▶ _YOUR GOAL_: Rewrite the records below, changing every "keypoint" to "point" and keeping everything else the same. Leave the pictures out of your answer.

========================================================================

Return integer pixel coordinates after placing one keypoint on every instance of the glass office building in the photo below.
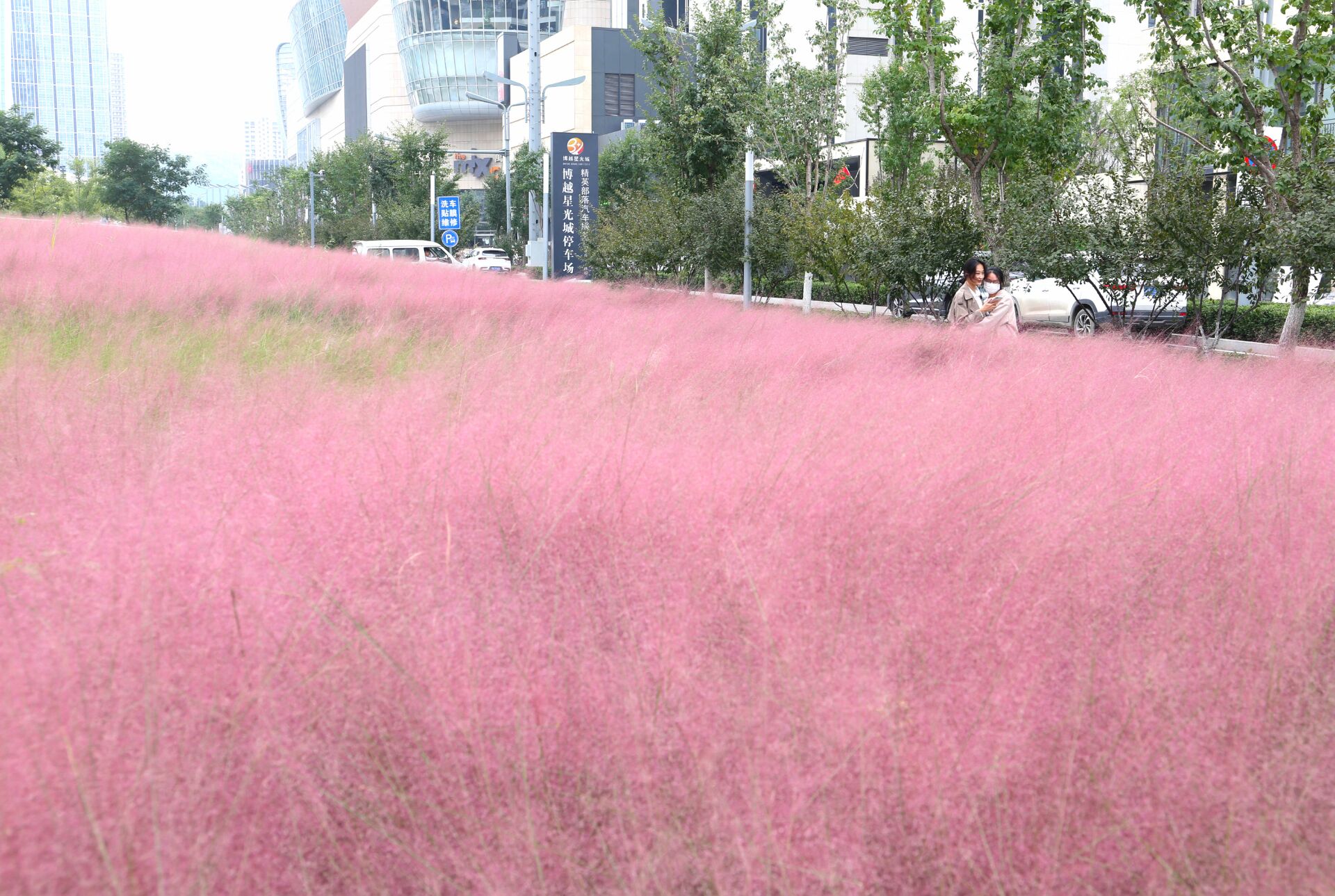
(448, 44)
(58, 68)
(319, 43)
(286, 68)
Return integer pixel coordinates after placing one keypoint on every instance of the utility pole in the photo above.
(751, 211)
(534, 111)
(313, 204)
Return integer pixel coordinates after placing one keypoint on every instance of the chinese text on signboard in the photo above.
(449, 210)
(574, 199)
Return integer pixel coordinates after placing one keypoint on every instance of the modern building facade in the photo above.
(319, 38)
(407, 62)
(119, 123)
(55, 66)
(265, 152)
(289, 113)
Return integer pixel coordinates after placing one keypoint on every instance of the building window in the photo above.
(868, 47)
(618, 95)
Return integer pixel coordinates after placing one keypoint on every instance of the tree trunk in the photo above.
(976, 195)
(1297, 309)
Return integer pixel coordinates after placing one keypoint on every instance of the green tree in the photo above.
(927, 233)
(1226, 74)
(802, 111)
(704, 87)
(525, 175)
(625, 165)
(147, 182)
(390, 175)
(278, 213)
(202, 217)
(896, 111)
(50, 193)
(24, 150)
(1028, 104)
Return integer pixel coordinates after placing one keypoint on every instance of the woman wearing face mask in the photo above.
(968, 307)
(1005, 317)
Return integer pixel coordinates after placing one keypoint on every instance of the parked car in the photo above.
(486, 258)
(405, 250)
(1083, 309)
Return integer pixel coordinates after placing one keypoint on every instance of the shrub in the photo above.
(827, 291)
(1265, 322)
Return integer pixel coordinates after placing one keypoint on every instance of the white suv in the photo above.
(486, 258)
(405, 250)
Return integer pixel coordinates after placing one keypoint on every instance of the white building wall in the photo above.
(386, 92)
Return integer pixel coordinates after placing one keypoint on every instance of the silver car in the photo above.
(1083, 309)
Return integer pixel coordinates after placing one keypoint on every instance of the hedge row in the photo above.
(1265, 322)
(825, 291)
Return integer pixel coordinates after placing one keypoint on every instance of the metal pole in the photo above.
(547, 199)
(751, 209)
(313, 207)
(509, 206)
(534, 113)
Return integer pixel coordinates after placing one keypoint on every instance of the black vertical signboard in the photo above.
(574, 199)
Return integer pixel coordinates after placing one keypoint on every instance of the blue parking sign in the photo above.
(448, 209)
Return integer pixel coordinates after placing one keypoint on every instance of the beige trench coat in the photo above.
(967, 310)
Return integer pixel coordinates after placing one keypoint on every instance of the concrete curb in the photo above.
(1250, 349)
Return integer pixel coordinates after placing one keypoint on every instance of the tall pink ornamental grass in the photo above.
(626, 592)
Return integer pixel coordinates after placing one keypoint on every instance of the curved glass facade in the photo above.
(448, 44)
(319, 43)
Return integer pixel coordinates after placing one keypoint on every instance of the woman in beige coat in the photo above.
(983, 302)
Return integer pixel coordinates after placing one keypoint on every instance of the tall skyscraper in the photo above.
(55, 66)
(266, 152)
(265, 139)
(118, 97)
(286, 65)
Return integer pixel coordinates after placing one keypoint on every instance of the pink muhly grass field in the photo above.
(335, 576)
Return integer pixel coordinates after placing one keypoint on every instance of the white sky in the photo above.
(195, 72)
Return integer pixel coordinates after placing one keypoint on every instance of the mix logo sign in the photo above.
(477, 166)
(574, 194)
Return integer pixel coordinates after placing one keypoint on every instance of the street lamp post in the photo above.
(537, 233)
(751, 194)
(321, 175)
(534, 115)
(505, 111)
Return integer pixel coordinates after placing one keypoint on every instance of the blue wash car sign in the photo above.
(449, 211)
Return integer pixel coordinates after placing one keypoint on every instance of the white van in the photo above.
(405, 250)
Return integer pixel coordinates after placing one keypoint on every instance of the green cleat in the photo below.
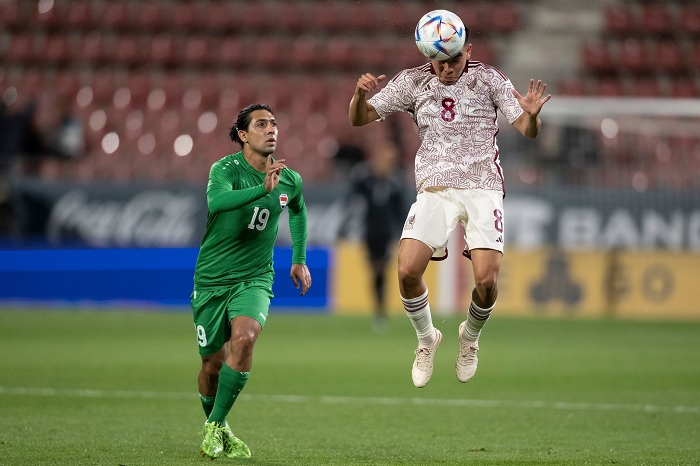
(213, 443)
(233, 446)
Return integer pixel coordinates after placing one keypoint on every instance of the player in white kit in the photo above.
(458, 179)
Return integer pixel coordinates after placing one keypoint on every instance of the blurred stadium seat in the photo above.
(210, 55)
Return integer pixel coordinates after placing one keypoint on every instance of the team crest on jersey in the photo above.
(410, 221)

========================================================================

▶ _SOLVED PROBLEM_:
Return integer pixel coordinates after placing one point on every instance of the glass office building in the photo below.
(448, 44)
(58, 68)
(319, 43)
(286, 68)
Return integer pixel coordinates after placing one point on every instance of the utility pole in the photo above.
(751, 211)
(534, 111)
(313, 204)
Return integer pixel coordinates after placing one point on every instance of the chinese text on signboard in the photo above.
(449, 210)
(574, 199)
Return integer pixel coordinates after placing one point on every instance of the modern building facade in the photo above.
(319, 38)
(407, 62)
(119, 123)
(55, 66)
(265, 152)
(289, 113)
Return integer pixel coordinates after placing one point on every instance of the building window in the photo above.
(868, 47)
(618, 95)
Return integer pixel coordinates after placing one point on every instance of the tree trunk in the photo above.
(976, 195)
(1297, 309)
Return integer pixel coordinates after placing one point on every instance of the green tree in the photo above.
(927, 233)
(1226, 74)
(802, 111)
(704, 87)
(525, 175)
(625, 165)
(147, 182)
(390, 175)
(278, 213)
(202, 217)
(896, 111)
(50, 193)
(24, 150)
(1028, 104)
Return integer pixel coordinates after placing one point on every instance of the woman wearing face mask in the photo above.
(968, 307)
(1005, 317)
Return integer pixel coordinates after placing one point on every instance of the parked car in the photo above.
(486, 258)
(405, 250)
(1083, 309)
Return integer pixel coordinates after placing one point on every instance of the shrub in the photo above.
(827, 291)
(1265, 322)
Return integer pixel coordinates after placing one point on every instance of the white suv in the photo above.
(486, 258)
(405, 250)
Return integer pixel coordinates after placing one point on every instance of the white building wall in the photo above.
(386, 92)
Return integer pixel coordinates after placing one point on every instance of the silver car in the photo above.
(1083, 309)
Return integer pixel coordinates after placing one point on every instance of the hedge row in the photo above.
(1265, 322)
(825, 291)
Return integer pixel coordinates after placing one point on every instance of the metal pole in the photo above.
(547, 199)
(751, 209)
(313, 207)
(509, 206)
(534, 113)
Return integer pixel coordinates after placing one point on every instance of the black vertical signboard in the photo above.
(574, 199)
Return integer pixel coordinates after placing one point on every instance of the blue parking sign in the photo above.
(448, 209)
Return integer pixel coordinates after placing one point on every instance of the beige trench coat in the photo above.
(967, 310)
Return integer pixel coordinates after placing one point on every instance of the concrete curb in the photo above.
(1250, 349)
Return integer pixel coordinates after placing one point on every instance of the tall pink ornamental grass in the photo above.
(626, 592)
Return integer pixel coordinates after placing one point on every instance of the curved glass facade in the photo above.
(448, 44)
(319, 43)
Return integer pixel coordinates after placing one point on every instance of the woman in beige coat in the photo above.
(983, 302)
Return integer pixel coordinates after placing one point on every instance of the tall skyscraper in the photo above.
(55, 66)
(266, 152)
(265, 139)
(118, 97)
(286, 65)
Return integer pixel coordinates after placing one point on every instance of the pink muhly grass field in the photo above.
(335, 576)
Return integer pixel coordinates after placing one point on every instance of the white sky in the photo above.
(195, 72)
Return integer pixel coordinates after placing one point on every instance of the mix logo sign in the photo above.
(477, 166)
(574, 194)
Return integer pixel coordinates after placing one point on every instance of the street lamp post in the photo above.
(537, 233)
(751, 194)
(321, 175)
(534, 115)
(505, 111)
Return integer pixel coordinates after placing one point on every instance of the blue wash car sign in the photo above.
(449, 211)
Return integer pixel coordinates after placing one point on every instance of the white van in the photo above.
(405, 250)
Return integer pixel coordinates after placing one point on every instance of the green cleat in the photo below.
(213, 443)
(233, 446)
Return integer pixel coordinates after placing one point on every instance of the player in white kit in the photo above.
(458, 179)
Return integer pixel coordinates after placing one point on every instance of the blurred stadium seat in the photo above.
(210, 55)
Return integer pixel coordinates after placing one point on every instance of the team crest on jersey in the photo above.
(410, 221)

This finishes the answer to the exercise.